▶ [What this task involves] Find the line containing "point: pine needle", then output it and every line after it through the end of the listing below, exactly as written.

□ □ □

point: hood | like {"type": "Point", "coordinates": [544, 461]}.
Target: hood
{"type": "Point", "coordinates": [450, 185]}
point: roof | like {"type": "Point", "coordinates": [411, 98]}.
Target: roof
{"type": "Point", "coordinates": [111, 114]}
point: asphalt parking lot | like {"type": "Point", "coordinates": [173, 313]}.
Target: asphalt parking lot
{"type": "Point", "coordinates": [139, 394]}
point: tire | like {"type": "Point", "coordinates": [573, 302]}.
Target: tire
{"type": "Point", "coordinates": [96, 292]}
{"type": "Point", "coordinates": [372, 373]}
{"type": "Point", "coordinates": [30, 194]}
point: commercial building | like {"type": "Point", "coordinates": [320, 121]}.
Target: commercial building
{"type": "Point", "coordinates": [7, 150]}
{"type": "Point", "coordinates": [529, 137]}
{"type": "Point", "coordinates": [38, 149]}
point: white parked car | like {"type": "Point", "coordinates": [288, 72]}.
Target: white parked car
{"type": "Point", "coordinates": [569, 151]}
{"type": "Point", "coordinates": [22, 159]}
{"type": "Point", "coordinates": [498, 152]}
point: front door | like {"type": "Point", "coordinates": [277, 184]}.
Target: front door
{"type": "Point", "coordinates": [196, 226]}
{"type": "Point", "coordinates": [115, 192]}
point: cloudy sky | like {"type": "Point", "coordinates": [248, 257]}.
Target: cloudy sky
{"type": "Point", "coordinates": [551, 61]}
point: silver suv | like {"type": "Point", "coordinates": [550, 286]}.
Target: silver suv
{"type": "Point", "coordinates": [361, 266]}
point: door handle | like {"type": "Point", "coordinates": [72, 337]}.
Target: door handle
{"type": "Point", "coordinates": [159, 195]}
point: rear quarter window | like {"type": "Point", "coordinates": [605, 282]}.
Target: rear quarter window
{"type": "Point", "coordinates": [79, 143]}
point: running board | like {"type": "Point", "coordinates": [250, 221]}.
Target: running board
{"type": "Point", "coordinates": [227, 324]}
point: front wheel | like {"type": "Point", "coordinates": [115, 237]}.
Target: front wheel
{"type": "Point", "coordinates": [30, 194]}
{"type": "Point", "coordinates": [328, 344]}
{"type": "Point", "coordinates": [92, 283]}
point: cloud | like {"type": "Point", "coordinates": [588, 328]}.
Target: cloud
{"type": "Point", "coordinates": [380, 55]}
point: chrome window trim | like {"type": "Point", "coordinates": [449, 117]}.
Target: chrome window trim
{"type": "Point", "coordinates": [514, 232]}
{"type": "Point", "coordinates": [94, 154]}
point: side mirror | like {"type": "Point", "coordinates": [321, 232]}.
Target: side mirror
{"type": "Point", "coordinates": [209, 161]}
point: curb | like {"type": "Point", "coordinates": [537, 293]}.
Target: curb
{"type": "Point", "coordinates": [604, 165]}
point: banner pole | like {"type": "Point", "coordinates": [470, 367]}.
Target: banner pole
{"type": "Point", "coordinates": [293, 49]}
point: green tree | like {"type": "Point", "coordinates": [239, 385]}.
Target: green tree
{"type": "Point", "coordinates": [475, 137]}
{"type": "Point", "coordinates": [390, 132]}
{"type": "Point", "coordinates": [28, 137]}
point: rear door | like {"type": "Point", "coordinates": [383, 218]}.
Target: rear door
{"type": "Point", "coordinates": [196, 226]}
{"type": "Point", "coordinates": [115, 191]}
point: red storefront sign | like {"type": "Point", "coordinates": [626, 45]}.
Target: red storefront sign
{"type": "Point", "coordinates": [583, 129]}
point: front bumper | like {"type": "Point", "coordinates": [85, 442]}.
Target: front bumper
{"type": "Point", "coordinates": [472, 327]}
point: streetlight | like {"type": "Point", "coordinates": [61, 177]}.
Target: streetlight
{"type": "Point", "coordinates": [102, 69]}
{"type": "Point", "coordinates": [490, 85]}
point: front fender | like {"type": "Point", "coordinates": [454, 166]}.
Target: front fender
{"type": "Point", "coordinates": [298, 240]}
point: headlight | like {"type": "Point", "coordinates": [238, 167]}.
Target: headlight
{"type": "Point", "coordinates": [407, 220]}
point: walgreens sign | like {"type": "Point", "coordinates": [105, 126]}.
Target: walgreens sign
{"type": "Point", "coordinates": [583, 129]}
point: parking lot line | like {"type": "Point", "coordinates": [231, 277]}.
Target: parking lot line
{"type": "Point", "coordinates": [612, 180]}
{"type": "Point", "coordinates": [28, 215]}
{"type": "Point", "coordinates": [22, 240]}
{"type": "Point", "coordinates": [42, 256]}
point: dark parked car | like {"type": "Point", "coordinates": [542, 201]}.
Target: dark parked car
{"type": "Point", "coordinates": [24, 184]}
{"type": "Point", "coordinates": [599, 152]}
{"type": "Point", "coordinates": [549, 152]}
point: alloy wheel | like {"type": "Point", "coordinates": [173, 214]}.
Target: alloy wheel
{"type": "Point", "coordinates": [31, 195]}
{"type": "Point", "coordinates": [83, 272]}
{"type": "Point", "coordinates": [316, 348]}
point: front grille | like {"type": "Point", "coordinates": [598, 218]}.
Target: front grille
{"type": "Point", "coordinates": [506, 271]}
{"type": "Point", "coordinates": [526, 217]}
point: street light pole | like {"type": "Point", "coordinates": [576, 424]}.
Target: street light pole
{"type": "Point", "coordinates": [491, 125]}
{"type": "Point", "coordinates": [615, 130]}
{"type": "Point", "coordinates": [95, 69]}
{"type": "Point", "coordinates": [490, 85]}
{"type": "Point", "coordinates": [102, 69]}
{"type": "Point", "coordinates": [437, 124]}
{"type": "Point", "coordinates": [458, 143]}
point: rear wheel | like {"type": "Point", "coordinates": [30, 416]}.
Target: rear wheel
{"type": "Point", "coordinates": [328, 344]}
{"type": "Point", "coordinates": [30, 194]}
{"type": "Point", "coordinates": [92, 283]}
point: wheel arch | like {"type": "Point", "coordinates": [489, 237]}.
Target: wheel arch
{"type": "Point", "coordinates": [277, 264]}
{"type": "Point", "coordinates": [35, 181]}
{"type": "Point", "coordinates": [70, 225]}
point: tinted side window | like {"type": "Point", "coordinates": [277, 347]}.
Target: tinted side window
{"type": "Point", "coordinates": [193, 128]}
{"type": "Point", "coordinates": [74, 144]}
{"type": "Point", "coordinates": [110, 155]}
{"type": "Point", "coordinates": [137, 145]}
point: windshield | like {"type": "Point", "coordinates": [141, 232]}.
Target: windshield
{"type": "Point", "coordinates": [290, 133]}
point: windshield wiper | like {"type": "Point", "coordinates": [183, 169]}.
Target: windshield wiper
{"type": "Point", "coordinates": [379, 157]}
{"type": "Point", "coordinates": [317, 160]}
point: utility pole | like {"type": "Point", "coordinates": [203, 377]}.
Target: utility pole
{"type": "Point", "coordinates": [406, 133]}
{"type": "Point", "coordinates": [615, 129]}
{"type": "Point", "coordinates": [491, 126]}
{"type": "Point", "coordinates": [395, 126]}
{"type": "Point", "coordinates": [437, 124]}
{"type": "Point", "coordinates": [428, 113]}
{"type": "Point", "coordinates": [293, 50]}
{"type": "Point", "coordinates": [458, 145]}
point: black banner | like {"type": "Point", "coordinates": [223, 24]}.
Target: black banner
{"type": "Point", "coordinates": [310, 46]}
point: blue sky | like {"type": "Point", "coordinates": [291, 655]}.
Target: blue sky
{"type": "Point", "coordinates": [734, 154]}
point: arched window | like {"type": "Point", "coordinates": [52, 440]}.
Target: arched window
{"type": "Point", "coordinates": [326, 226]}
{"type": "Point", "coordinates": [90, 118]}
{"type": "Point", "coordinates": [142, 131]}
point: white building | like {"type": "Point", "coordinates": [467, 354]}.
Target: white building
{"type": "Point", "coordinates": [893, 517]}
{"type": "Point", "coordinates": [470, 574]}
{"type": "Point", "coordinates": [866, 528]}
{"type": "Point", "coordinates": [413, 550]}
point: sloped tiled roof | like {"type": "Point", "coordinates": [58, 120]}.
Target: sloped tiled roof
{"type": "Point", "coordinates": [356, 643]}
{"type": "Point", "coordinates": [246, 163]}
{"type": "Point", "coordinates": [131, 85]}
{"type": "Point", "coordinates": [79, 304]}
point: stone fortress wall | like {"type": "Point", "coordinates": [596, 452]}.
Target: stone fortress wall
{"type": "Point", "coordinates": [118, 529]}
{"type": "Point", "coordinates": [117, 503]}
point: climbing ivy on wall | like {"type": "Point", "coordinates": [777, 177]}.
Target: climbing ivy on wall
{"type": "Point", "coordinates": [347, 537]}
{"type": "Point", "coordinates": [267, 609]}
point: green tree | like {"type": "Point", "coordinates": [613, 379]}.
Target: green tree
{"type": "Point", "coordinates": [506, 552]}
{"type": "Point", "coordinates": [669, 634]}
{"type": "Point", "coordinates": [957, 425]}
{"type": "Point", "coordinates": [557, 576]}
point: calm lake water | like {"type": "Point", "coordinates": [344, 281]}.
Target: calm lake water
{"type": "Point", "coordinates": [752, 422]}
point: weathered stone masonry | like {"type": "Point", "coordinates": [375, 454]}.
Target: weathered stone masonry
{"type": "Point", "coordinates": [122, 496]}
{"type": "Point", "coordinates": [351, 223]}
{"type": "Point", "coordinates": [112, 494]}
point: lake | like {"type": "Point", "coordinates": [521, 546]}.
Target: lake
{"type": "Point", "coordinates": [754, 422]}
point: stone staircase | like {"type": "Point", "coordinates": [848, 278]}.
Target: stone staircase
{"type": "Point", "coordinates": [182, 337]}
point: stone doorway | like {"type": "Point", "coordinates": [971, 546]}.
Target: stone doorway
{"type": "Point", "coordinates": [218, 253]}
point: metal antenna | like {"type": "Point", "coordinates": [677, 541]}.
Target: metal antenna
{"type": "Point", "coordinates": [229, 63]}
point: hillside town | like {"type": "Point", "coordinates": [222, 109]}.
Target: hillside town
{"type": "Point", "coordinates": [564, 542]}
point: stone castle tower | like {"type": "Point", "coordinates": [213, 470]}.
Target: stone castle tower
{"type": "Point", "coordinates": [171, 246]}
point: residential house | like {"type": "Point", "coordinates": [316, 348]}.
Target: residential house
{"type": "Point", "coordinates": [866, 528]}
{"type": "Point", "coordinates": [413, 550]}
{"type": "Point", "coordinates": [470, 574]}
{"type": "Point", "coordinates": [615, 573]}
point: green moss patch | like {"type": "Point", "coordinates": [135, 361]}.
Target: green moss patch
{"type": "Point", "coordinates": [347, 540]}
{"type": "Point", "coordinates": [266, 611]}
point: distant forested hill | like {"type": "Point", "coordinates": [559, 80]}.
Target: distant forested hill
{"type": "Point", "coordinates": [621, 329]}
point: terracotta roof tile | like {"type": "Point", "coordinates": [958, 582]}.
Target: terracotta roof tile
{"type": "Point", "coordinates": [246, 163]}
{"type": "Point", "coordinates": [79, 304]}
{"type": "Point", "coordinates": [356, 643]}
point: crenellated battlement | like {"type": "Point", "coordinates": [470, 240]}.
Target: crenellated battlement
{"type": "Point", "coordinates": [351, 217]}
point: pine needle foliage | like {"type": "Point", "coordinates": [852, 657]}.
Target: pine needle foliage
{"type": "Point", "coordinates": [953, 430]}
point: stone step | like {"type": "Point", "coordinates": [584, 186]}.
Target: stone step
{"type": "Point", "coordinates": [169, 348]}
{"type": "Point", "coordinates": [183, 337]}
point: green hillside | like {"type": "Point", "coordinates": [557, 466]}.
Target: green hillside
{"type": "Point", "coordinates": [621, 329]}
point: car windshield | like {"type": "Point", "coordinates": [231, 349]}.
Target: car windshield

□ □ □

▶ [Answer for this exercise]
point: pine needle foliage | like {"type": "Point", "coordinates": [852, 657]}.
Target: pine needle foliage
{"type": "Point", "coordinates": [953, 430]}
point: stone step | like {"type": "Point", "coordinates": [584, 186]}.
Target: stone step
{"type": "Point", "coordinates": [169, 348]}
{"type": "Point", "coordinates": [183, 337]}
point: green hillside | like {"type": "Point", "coordinates": [557, 466]}.
Target: green hillside
{"type": "Point", "coordinates": [621, 329]}
point: car windshield | like {"type": "Point", "coordinates": [231, 349]}.
Target: car windshield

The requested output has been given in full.